Copy out, word for word, the part of the listing below that runs from its very first line through the line containing "(1266, 629)", with both ends included.

---------- Provided information

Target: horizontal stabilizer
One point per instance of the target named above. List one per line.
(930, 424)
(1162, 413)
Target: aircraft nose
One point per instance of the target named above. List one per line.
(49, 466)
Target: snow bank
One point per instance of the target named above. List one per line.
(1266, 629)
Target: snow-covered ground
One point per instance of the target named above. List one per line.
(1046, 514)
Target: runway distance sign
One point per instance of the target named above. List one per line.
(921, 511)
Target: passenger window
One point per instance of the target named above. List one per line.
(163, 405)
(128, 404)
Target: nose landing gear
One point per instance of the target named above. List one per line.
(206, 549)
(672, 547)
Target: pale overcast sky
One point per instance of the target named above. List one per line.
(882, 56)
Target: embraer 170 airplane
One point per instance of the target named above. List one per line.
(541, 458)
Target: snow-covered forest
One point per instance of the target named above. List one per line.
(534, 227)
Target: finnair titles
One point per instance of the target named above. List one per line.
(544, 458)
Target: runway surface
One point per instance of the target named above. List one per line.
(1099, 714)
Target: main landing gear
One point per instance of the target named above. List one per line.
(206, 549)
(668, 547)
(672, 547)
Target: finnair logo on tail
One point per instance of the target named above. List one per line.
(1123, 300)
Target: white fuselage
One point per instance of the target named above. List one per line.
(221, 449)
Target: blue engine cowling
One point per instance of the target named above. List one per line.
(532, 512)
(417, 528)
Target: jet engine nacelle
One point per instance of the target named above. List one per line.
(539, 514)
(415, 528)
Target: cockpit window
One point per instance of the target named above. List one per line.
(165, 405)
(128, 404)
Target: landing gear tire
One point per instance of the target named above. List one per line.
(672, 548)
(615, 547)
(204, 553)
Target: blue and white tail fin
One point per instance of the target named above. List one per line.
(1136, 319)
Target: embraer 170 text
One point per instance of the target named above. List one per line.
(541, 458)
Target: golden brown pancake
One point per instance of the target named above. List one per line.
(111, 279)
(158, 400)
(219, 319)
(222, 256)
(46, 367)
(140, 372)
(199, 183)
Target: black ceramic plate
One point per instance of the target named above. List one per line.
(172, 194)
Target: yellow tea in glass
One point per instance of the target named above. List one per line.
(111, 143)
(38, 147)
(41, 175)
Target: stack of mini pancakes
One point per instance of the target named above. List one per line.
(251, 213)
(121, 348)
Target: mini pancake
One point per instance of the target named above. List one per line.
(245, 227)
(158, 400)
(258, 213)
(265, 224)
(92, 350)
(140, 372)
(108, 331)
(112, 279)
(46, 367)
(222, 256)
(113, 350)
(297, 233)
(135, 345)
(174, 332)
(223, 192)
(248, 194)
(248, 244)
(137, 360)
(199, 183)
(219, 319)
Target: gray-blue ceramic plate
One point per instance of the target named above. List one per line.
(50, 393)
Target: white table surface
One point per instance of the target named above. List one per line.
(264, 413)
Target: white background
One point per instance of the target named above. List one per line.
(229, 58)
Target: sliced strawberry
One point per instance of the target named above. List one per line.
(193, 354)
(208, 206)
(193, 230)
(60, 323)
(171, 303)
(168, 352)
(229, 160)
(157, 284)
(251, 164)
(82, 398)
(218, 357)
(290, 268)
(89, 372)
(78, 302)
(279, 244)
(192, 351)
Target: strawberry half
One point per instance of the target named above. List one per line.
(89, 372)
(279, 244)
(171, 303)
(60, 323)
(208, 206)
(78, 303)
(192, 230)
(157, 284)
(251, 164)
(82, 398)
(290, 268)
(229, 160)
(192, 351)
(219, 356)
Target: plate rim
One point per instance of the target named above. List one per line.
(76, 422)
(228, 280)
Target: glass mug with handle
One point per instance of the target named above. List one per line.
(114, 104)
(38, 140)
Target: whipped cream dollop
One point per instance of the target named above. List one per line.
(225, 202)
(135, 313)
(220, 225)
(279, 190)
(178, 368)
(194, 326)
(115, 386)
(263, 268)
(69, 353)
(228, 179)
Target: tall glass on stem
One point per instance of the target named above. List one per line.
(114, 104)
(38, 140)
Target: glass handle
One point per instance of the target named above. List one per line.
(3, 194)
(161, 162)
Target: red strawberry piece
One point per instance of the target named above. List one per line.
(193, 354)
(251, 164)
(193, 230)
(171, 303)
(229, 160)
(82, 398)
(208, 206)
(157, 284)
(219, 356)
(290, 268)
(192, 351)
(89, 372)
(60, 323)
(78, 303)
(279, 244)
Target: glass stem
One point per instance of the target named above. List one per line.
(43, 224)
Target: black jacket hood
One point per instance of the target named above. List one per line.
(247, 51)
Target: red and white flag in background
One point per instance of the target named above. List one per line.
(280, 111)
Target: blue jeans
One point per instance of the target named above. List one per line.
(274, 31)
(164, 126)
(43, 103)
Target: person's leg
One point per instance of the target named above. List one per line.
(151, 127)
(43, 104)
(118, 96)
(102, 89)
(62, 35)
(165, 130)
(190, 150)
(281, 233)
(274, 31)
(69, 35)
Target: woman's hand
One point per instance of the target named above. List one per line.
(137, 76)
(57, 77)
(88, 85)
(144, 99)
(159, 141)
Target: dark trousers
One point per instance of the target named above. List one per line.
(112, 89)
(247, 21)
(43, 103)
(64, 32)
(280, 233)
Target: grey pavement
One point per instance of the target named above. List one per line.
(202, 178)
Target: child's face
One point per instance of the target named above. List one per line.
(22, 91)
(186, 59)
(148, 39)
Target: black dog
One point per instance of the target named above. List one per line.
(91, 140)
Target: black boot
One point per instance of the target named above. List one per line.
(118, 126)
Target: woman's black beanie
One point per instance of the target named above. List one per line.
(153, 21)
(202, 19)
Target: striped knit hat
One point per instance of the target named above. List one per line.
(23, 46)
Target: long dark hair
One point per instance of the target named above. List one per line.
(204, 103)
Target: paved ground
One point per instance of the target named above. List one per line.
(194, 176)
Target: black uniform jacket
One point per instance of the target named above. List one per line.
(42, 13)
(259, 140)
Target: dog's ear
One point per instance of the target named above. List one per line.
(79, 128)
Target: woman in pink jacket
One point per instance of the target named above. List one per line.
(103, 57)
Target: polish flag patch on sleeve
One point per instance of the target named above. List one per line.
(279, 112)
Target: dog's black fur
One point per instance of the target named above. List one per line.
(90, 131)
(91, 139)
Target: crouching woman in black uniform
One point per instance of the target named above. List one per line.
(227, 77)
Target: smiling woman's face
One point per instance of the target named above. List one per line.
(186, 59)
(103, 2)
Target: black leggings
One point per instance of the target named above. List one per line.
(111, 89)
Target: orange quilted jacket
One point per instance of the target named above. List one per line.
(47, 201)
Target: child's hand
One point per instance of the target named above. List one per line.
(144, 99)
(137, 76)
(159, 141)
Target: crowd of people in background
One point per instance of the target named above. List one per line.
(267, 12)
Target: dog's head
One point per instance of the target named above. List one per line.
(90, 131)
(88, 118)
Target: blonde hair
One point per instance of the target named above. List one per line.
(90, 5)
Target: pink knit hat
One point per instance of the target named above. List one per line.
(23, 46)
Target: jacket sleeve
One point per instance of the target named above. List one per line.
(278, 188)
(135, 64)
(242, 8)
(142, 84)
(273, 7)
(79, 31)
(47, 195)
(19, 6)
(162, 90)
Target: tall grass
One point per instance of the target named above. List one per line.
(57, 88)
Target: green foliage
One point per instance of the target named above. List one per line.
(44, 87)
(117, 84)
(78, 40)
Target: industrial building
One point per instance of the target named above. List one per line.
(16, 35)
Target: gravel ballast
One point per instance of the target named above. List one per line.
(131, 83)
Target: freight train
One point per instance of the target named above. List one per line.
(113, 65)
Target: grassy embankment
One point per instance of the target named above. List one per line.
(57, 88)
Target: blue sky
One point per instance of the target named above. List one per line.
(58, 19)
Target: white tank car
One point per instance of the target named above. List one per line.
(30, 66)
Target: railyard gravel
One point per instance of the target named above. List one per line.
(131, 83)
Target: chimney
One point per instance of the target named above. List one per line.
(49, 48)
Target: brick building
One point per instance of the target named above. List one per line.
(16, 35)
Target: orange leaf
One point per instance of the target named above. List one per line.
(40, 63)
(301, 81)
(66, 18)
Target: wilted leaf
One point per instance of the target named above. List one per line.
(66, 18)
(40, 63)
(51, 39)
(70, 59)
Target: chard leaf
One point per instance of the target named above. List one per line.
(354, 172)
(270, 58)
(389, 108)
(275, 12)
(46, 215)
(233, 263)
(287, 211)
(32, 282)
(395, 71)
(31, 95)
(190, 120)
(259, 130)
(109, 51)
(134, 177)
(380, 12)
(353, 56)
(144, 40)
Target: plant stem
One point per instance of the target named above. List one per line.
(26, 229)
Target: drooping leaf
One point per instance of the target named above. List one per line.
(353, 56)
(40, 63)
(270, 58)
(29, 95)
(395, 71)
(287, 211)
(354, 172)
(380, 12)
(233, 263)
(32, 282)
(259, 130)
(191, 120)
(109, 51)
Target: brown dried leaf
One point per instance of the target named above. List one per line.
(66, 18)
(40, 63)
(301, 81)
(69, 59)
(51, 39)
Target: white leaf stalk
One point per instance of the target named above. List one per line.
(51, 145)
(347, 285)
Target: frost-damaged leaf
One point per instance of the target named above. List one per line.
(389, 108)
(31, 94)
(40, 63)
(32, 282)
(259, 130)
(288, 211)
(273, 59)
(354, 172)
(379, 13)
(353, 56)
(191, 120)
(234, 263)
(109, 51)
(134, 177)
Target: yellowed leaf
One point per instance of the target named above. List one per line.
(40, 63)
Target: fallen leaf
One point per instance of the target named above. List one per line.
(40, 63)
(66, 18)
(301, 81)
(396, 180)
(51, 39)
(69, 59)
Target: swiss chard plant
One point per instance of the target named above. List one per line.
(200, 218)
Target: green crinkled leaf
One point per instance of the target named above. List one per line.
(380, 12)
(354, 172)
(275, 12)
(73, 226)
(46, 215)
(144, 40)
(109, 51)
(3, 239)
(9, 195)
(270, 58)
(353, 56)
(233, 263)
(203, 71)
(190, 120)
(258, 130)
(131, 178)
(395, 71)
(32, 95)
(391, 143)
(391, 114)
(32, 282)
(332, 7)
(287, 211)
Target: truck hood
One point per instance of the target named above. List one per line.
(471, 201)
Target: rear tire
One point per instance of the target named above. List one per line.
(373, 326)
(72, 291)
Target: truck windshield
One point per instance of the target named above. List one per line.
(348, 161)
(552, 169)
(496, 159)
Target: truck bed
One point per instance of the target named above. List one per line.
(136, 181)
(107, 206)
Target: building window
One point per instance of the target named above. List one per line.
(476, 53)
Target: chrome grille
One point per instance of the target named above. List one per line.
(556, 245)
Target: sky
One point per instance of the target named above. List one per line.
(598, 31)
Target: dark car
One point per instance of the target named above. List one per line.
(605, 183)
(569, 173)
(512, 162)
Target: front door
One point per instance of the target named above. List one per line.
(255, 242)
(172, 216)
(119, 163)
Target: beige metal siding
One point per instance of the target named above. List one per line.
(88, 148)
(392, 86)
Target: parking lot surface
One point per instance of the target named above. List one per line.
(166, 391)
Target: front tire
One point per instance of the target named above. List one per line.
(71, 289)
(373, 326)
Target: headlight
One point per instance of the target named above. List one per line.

--------------------

Task response ::
Target: horizontal stabilizer
One point per instance of the target named above. List one per line.
(930, 424)
(1162, 413)
Target: aircraft nose
One point per instance of the target named above. List one per line.
(49, 466)
Target: snow bank
One point per instance of the target named above. List one per line.
(1266, 629)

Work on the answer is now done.